* **What the task requires**:
Please write out exactly the lines of the data below from the line holding "Can you tell me where the wet" through the line holding "Can you tell me where the gull", and leave out the rest.

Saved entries
——
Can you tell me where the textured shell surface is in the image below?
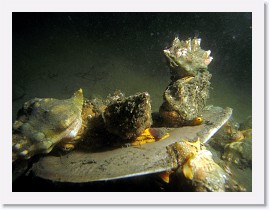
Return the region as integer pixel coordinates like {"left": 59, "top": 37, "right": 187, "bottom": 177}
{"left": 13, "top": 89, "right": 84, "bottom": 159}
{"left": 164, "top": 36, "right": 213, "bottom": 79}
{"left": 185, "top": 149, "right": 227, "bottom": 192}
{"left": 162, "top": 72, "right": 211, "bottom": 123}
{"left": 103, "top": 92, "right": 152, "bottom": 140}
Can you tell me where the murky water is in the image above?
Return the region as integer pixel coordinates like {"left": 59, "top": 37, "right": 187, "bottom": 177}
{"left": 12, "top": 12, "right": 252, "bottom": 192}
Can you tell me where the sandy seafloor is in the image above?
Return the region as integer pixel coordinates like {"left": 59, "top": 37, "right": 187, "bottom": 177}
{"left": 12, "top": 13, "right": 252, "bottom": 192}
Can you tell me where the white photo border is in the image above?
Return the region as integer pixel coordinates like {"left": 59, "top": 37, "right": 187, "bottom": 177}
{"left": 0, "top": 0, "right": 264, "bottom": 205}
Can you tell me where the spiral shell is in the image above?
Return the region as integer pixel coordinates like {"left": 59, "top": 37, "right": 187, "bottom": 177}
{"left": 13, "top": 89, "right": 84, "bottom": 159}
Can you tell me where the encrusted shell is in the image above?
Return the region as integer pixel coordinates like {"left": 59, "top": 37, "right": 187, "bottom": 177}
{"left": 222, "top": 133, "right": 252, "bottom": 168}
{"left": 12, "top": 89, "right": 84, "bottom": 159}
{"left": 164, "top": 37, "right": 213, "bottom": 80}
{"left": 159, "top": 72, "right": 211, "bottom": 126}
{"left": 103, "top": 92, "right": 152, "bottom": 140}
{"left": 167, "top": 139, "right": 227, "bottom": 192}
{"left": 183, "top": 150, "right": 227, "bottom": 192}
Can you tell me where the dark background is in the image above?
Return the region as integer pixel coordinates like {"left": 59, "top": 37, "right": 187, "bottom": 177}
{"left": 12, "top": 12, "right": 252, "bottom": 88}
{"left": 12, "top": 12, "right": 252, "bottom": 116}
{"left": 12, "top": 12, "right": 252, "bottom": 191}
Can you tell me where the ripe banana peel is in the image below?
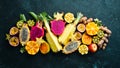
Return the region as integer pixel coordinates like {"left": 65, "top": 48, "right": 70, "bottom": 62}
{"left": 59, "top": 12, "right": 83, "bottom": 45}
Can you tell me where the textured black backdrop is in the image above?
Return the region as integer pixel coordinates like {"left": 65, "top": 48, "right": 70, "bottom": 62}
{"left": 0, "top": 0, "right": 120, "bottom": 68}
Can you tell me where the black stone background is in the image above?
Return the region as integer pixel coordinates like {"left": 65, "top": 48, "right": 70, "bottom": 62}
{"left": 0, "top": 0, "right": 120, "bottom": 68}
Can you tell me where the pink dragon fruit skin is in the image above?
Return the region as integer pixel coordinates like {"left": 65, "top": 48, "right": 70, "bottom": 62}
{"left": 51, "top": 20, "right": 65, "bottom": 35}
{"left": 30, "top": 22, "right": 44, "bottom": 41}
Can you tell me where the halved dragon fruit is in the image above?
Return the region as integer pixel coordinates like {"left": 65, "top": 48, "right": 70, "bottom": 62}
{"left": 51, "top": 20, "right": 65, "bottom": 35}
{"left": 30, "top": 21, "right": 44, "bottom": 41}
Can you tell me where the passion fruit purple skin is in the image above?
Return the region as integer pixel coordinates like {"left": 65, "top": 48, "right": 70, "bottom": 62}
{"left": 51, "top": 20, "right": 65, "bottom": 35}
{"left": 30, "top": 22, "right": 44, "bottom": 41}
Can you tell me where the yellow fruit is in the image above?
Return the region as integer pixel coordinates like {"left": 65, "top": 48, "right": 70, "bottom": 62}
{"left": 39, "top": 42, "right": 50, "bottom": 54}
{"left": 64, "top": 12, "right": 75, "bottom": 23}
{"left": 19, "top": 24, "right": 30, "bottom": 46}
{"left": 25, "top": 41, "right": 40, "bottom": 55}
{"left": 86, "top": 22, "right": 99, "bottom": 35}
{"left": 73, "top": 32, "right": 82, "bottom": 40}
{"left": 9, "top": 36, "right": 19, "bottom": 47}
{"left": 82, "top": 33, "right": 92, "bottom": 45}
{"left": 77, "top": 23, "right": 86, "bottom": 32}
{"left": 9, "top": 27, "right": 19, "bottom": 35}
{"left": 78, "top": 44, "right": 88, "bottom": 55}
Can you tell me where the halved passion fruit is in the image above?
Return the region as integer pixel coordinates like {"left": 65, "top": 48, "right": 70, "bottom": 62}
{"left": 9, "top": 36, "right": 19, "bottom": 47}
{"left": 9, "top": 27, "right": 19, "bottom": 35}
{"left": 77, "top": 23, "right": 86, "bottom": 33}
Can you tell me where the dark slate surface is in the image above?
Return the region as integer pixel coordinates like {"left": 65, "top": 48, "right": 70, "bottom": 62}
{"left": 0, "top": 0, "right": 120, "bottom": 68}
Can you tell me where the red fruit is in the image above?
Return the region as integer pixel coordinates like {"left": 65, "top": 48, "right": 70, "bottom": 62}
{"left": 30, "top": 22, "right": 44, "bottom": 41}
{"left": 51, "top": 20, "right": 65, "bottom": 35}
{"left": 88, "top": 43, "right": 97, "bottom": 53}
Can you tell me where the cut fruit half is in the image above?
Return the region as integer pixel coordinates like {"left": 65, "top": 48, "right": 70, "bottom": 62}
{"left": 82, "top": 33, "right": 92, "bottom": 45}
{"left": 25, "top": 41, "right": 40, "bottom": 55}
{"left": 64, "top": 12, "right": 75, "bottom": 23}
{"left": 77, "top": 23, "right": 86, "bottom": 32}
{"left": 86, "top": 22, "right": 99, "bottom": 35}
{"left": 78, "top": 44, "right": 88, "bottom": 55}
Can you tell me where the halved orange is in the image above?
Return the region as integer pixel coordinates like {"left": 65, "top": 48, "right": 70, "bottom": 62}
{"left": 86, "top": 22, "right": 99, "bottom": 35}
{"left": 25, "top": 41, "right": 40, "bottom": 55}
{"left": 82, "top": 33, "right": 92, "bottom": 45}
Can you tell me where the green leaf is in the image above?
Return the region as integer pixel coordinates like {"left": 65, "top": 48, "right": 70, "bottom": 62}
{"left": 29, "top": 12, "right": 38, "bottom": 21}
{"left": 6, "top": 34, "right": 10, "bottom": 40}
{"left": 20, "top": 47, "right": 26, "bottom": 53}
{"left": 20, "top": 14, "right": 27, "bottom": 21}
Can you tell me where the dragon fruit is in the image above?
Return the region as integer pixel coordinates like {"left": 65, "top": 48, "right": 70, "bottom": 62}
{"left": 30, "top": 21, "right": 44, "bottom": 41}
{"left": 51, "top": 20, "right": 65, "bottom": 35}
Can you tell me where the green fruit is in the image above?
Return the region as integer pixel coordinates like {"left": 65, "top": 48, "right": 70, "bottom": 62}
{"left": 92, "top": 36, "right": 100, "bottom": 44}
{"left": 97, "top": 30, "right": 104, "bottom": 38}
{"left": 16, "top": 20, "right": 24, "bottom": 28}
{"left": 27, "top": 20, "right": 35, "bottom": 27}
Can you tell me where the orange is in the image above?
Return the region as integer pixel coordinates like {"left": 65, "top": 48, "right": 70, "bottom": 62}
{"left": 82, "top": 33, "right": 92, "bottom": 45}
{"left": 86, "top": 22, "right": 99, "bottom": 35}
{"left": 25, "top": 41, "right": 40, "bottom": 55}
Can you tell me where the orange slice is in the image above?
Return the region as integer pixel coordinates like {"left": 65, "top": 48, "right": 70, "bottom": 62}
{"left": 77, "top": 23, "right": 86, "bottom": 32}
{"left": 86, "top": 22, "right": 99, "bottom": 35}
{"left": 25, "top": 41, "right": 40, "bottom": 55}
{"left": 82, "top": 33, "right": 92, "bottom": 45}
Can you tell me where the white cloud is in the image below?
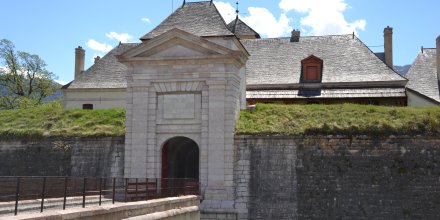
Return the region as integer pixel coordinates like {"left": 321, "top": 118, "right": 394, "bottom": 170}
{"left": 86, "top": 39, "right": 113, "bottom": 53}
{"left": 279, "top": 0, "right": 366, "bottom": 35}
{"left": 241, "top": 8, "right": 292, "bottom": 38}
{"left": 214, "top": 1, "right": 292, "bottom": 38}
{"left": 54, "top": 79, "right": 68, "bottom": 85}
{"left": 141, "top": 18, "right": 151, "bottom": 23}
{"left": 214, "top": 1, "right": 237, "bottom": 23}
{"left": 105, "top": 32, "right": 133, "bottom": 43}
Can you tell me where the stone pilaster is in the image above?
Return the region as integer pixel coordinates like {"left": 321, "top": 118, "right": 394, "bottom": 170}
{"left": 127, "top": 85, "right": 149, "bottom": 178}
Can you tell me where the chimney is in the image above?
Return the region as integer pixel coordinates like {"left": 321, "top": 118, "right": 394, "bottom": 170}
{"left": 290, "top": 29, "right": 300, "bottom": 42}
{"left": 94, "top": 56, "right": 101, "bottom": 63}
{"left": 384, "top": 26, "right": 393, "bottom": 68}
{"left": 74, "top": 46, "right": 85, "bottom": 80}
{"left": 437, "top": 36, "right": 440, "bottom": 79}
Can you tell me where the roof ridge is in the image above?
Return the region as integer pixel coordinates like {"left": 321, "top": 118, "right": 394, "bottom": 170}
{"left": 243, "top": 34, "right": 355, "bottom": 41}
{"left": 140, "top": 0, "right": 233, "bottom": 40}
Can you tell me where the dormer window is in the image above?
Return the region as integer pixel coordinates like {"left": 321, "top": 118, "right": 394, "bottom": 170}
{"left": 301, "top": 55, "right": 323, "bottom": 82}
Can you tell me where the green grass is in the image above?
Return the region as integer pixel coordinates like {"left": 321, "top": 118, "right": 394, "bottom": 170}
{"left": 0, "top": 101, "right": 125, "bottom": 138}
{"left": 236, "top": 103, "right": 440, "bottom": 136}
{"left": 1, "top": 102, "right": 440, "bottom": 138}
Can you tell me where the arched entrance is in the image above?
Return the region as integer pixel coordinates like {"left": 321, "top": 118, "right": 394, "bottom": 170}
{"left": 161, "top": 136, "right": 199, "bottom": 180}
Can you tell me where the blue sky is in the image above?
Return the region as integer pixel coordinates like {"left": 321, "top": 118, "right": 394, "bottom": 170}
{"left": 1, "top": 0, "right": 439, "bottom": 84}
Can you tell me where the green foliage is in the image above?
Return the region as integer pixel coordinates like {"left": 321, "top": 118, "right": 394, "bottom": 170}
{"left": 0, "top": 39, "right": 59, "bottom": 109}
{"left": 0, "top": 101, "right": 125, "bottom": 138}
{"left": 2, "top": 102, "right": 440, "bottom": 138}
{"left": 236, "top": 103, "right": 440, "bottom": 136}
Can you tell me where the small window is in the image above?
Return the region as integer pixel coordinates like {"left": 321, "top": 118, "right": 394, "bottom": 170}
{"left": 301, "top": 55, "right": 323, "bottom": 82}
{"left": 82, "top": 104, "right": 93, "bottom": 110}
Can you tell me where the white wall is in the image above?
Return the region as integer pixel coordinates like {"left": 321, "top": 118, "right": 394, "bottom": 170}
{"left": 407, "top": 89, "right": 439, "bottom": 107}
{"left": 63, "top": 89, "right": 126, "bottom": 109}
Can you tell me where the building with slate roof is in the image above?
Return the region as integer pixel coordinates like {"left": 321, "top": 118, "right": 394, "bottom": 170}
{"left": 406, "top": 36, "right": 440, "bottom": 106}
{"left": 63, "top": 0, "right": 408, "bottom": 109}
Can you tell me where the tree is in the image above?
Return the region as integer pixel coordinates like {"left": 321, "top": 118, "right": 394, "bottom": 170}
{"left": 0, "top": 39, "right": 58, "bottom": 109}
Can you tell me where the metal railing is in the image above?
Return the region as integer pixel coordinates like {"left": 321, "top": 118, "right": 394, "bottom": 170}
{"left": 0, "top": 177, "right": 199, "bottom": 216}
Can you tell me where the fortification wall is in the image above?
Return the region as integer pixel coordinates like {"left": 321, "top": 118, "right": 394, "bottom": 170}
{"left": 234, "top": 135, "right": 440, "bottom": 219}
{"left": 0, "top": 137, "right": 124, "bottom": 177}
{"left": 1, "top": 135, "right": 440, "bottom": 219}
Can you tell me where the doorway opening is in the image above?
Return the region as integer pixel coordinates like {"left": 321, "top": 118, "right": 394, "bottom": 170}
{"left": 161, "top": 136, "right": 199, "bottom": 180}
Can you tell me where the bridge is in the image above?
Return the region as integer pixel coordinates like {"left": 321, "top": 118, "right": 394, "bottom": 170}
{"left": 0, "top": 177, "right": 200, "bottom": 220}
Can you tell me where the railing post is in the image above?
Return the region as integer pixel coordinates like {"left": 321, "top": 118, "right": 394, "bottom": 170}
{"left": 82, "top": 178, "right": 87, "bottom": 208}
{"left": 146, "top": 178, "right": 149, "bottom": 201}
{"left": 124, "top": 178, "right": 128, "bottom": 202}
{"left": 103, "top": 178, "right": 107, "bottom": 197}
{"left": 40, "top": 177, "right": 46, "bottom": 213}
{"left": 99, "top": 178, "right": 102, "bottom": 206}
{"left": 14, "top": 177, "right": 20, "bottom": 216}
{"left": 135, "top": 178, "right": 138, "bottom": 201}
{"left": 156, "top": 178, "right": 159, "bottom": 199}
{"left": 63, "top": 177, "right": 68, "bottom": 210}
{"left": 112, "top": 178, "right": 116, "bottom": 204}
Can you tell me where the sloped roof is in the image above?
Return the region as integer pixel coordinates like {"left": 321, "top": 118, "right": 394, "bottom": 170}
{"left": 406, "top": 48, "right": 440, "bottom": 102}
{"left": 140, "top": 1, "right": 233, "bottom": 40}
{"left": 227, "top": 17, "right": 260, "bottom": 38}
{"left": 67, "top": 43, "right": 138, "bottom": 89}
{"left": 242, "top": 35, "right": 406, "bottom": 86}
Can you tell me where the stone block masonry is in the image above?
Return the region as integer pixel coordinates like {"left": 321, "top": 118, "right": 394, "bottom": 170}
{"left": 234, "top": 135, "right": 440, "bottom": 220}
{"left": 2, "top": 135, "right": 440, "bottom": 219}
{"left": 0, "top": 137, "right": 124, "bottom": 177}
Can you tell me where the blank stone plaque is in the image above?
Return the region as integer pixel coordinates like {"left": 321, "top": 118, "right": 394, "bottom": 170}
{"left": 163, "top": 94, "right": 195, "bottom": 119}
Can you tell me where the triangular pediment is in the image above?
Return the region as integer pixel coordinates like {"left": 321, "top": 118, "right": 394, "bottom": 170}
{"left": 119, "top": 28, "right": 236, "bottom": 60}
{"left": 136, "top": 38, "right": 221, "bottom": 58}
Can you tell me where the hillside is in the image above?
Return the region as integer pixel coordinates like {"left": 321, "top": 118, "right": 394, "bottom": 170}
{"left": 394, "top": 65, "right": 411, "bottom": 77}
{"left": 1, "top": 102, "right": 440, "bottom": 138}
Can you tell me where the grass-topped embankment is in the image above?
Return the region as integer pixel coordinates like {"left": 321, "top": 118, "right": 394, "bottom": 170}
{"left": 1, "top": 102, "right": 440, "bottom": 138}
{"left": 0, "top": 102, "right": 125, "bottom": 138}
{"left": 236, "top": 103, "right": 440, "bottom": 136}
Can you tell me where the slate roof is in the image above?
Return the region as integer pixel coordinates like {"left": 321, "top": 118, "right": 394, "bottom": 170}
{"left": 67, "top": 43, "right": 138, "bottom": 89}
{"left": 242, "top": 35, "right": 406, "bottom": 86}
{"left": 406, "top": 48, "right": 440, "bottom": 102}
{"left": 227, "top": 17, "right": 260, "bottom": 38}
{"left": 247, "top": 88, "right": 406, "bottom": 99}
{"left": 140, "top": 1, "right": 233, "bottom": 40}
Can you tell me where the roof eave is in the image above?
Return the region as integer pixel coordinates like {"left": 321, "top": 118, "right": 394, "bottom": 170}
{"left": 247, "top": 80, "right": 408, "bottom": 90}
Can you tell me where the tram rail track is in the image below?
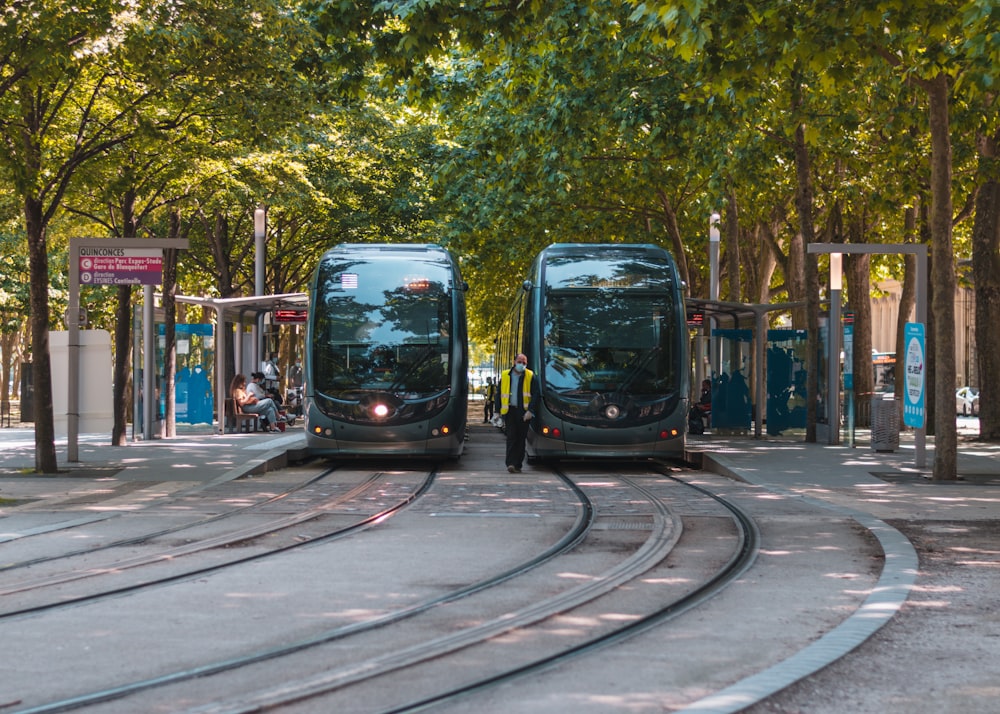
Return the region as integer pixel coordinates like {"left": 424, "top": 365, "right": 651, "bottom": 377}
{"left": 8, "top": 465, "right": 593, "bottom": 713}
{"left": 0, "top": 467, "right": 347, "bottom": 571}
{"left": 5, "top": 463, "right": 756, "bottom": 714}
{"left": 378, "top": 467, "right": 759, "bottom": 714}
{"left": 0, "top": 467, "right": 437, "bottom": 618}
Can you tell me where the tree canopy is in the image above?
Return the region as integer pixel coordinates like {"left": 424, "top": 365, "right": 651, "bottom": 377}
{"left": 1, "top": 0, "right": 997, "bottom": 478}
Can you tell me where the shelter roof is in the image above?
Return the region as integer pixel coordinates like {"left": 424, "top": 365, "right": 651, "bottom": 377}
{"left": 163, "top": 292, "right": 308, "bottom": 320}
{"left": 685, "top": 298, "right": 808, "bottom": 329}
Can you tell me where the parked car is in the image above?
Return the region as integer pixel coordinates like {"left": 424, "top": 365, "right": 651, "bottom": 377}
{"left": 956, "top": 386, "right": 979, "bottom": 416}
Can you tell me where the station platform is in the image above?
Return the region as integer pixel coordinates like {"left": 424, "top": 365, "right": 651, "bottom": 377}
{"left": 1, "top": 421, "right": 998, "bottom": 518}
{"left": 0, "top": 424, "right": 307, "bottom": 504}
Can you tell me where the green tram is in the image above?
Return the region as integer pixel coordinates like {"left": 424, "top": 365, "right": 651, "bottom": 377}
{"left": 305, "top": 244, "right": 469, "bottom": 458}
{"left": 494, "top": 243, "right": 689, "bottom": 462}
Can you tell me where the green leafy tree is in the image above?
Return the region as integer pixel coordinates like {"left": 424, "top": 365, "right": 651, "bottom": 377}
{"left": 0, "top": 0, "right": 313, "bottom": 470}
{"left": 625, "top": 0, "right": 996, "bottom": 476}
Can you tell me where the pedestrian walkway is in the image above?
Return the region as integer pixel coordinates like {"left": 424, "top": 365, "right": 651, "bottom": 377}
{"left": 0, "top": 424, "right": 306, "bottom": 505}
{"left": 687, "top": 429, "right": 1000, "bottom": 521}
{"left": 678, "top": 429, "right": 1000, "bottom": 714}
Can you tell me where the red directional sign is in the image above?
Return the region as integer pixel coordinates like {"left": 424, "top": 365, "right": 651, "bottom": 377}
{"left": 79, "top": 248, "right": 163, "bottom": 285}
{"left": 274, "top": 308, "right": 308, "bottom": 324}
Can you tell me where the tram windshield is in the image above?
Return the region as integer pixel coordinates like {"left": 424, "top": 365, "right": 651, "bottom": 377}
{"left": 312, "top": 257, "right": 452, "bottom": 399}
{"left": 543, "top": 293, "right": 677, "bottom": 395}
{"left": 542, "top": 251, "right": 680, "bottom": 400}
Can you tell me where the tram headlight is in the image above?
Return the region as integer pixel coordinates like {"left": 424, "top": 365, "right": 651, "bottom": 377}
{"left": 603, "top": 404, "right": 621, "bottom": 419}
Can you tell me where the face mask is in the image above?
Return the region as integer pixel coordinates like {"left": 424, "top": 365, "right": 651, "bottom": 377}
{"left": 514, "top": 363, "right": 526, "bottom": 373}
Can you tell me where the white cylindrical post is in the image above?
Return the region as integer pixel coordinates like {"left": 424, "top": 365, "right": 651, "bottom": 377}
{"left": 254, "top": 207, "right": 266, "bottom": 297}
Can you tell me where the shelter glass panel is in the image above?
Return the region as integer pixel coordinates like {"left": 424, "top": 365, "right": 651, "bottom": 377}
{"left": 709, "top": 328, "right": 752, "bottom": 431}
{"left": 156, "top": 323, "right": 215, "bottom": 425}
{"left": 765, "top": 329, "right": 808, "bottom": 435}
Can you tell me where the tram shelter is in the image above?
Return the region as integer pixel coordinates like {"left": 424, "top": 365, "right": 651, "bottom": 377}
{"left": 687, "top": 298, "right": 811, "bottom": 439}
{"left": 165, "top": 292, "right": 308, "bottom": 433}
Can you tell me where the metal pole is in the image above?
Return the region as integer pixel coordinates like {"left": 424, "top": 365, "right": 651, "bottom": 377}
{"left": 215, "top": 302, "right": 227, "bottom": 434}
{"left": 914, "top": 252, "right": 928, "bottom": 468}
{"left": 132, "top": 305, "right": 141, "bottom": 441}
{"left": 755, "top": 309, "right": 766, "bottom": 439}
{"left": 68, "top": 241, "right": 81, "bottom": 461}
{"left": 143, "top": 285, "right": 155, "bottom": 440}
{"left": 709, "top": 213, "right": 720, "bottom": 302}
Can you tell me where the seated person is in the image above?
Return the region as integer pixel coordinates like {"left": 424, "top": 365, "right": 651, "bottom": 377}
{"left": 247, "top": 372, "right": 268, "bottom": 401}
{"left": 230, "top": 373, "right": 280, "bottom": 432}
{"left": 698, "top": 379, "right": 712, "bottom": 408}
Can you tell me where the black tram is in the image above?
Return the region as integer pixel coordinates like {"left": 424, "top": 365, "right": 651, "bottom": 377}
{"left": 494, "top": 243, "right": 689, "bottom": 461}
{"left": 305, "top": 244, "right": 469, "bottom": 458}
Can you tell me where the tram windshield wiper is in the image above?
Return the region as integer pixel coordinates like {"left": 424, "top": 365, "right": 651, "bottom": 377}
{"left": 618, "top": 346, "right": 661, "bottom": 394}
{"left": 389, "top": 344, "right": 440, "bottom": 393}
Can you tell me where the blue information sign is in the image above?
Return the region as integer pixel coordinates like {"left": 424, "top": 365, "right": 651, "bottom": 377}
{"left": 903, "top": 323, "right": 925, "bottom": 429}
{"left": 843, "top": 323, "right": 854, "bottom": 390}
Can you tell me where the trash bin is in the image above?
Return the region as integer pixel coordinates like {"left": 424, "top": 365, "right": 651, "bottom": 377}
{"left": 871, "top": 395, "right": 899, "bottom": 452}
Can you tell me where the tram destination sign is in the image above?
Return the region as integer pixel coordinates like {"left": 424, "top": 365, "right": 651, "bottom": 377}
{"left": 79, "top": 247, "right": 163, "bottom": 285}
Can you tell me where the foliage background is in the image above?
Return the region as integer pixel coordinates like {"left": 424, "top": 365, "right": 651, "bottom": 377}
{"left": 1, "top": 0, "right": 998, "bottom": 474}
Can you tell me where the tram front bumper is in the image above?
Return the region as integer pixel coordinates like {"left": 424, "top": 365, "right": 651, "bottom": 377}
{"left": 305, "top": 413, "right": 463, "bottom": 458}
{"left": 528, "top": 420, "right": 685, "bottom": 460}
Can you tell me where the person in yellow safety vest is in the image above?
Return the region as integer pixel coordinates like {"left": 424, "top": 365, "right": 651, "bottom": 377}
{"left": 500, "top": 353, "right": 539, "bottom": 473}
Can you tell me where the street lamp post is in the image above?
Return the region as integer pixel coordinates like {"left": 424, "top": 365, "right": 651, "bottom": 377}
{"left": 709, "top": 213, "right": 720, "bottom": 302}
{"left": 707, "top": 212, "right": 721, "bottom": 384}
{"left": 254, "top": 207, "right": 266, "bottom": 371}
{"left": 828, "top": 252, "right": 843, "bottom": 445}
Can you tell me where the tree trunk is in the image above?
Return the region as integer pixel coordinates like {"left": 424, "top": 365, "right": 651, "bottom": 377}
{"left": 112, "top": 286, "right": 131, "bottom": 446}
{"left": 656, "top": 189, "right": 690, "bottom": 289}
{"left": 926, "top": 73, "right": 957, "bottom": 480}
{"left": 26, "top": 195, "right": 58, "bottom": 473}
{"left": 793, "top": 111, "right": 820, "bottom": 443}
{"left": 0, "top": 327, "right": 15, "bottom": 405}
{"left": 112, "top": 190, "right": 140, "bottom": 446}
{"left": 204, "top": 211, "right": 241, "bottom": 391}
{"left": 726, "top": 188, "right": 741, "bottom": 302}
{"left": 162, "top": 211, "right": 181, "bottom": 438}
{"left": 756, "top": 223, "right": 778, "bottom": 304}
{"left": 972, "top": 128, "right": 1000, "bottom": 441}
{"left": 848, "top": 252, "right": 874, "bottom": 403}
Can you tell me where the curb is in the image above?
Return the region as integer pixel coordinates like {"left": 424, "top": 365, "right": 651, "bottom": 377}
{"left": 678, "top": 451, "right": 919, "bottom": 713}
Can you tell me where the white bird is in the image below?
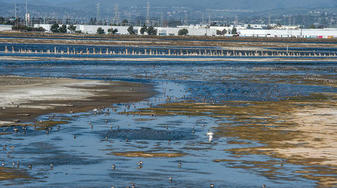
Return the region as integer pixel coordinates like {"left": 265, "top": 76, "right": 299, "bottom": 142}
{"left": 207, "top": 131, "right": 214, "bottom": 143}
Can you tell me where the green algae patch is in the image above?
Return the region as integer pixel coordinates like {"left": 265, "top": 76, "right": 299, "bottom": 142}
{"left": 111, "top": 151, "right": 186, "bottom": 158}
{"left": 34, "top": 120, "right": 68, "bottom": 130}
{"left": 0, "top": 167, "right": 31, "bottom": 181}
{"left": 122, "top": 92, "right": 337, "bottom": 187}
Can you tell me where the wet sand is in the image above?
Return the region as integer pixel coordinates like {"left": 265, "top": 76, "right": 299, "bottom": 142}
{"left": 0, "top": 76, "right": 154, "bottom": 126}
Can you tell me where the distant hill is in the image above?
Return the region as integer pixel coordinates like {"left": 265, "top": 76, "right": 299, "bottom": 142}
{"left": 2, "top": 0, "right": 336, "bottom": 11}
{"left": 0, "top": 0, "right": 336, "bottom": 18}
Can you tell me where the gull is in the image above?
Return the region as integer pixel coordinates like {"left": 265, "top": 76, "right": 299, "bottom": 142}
——
* **Expected answer**:
Can you tell me where the wet sand is in the image above?
Return the region as integer pixel coordinates like {"left": 265, "top": 76, "right": 299, "bottom": 142}
{"left": 0, "top": 76, "right": 154, "bottom": 126}
Can you tell me where the distant hill is in the image above?
Return the region as integer pixel coordinates like {"left": 265, "top": 76, "right": 299, "bottom": 142}
{"left": 2, "top": 0, "right": 336, "bottom": 11}
{"left": 0, "top": 0, "right": 336, "bottom": 18}
Can you tell me where the gull is in the image above?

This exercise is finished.